*** The input Section Begins ***

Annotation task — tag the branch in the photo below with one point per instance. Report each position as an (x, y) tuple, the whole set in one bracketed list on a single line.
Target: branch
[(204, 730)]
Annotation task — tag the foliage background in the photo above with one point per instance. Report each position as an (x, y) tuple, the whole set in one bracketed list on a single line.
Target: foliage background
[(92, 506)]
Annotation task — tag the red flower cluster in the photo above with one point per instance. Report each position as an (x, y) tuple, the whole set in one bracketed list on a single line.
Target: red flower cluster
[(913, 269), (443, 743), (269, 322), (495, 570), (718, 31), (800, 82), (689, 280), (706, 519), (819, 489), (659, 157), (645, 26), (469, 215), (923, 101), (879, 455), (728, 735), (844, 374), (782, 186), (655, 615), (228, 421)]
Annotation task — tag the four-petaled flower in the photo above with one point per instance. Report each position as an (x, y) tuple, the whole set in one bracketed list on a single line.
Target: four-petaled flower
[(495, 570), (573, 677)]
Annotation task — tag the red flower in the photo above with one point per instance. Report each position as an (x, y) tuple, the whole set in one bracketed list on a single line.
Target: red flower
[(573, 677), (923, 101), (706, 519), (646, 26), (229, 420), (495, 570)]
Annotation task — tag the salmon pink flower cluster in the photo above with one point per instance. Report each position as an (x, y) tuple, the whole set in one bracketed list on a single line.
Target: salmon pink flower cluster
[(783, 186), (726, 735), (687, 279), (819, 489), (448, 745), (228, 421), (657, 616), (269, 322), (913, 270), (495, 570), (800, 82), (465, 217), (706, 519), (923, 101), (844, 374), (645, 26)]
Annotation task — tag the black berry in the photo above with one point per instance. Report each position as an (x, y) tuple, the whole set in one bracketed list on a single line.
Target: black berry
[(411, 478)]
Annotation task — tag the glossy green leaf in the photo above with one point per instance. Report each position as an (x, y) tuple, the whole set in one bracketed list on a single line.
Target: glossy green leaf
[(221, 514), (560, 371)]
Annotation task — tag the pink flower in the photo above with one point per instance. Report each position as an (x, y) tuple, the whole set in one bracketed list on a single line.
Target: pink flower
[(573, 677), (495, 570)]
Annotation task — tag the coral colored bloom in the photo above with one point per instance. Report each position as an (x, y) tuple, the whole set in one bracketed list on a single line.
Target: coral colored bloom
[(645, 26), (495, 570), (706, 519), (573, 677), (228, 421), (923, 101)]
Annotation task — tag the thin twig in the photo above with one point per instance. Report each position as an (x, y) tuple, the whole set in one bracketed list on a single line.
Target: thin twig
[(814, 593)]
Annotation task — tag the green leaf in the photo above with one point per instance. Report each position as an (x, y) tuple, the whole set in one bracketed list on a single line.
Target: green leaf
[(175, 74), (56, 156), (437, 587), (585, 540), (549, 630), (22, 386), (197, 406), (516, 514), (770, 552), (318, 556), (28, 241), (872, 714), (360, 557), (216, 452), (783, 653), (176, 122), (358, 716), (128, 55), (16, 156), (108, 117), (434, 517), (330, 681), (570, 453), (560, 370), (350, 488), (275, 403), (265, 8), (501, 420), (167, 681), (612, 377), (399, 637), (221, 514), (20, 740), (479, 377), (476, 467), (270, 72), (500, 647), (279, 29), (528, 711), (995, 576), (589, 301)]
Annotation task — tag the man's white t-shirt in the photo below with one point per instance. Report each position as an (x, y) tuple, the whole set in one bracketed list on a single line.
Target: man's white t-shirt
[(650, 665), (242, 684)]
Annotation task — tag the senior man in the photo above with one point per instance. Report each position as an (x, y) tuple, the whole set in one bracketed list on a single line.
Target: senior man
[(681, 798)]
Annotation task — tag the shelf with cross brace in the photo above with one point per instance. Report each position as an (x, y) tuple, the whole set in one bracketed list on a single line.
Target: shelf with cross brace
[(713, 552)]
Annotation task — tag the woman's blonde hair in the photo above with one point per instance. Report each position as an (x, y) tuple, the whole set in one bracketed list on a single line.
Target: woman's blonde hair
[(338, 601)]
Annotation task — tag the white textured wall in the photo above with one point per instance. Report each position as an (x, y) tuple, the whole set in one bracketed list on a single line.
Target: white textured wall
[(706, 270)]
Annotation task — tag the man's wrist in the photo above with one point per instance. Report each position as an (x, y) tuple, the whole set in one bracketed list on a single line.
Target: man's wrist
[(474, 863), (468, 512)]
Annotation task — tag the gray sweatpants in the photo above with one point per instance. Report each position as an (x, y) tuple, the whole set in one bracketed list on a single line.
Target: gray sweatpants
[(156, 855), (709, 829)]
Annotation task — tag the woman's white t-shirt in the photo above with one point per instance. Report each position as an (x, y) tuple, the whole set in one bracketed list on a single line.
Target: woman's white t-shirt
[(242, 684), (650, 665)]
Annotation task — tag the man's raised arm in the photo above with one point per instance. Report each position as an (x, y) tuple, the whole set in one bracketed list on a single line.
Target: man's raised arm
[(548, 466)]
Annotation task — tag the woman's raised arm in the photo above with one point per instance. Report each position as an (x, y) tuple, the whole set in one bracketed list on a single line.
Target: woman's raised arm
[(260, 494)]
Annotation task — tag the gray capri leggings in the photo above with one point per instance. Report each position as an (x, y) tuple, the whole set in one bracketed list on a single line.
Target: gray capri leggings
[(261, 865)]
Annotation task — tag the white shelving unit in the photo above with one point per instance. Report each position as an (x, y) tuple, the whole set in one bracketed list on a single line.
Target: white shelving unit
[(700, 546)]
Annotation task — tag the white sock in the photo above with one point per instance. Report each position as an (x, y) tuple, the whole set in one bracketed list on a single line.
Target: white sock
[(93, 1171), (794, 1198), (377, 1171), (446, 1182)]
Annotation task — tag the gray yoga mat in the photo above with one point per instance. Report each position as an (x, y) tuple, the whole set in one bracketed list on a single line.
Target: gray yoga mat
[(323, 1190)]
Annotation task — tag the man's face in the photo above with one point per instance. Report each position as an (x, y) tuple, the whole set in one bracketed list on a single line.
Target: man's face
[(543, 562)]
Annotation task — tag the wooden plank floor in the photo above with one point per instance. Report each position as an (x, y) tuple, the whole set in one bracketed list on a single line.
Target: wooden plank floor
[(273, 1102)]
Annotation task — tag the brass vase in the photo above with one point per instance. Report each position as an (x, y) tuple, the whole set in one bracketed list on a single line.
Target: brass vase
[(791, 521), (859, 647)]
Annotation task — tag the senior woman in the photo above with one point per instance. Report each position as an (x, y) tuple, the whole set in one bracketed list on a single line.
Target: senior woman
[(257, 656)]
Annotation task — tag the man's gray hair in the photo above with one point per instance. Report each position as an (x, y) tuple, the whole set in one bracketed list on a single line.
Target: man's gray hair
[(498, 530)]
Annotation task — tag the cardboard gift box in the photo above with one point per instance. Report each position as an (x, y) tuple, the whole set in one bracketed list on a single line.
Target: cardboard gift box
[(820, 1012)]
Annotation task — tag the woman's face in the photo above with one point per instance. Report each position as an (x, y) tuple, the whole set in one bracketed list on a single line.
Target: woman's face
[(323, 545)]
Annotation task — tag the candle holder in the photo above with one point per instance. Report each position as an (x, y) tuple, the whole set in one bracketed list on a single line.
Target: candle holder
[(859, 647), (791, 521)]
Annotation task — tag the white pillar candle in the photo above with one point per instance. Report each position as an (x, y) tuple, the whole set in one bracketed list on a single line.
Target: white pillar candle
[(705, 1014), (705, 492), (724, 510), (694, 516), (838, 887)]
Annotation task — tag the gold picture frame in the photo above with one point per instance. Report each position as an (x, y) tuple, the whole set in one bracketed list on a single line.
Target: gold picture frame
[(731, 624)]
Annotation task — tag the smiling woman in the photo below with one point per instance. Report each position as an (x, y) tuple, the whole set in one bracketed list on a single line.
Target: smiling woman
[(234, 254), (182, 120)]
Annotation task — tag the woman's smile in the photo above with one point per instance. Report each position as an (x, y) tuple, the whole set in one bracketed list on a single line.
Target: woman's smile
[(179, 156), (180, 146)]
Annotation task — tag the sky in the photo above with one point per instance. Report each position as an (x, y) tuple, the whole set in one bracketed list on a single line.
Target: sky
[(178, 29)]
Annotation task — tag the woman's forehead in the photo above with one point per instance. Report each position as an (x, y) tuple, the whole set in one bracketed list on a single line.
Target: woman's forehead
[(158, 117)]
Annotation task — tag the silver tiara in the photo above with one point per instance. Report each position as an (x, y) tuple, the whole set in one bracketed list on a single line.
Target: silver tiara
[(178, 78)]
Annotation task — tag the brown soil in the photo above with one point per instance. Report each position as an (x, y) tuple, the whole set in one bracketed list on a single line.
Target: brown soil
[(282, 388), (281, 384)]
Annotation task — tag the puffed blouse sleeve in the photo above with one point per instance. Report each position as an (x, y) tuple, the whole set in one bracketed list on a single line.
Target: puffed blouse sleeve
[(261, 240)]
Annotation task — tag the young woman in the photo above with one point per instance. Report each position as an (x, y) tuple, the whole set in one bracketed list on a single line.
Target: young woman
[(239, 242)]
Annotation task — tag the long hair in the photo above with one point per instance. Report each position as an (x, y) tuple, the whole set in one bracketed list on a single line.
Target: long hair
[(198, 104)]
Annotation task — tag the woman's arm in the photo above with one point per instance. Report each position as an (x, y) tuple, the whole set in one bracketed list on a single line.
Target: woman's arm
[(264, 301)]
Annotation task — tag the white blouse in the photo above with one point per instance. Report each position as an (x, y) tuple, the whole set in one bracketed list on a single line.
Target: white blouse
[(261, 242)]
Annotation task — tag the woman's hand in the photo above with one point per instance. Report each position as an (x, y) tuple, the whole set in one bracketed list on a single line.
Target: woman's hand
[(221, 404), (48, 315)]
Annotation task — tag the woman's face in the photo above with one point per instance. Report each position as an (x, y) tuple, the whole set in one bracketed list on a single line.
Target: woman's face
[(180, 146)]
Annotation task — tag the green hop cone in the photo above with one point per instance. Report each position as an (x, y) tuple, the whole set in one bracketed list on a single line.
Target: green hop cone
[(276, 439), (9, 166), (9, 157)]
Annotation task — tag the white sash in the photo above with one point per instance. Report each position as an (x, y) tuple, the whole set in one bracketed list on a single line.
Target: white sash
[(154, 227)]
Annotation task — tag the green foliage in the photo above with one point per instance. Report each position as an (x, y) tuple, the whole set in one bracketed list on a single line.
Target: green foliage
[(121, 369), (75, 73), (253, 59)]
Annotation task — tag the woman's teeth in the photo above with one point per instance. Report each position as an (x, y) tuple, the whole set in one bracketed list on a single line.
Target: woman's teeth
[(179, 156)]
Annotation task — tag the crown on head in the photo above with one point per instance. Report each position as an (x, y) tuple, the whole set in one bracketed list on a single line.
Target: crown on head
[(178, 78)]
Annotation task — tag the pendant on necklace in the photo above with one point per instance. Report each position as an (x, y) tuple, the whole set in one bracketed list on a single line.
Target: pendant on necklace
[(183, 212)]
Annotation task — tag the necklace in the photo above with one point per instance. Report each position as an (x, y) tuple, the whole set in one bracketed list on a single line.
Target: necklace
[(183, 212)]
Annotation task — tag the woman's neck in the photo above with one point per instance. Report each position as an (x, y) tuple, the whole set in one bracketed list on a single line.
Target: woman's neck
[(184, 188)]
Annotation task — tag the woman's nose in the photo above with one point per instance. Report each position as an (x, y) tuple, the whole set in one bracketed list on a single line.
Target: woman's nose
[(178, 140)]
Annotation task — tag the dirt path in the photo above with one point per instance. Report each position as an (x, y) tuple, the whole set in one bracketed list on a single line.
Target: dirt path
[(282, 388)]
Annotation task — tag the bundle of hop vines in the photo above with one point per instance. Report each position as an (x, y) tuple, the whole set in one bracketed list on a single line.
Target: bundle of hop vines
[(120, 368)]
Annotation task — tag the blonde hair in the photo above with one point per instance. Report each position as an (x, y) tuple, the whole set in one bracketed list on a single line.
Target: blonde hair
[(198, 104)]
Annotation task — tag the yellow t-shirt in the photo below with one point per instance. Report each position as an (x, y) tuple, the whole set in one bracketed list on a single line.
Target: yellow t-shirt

*** The input Section Ends ***

→ Work instructions:
Write out each line above that contains the word "below".

→ Solved exercise:
Annotation task — tag the branch in the photo below with one point per instance. Report each position as an (x, y) tuple, the whole set in one bracketed list on a single line.
Annotation task — tag the man's white t-shirt in the photo below with one point per instance. Report each position as an (x, y) tuple, the whole set in one bracketed list on a single line.
Annotation task — tag the smiling woman in the photo below with one point per instance. Report each position as an (x, y) tuple, the whole set in one bracketed list on a single line.
Annotation task — tag the yellow t-shirt in the photo below with one point per instance. Report each position as an (x, y) tuple, the whole set in one bracketed list on a single line.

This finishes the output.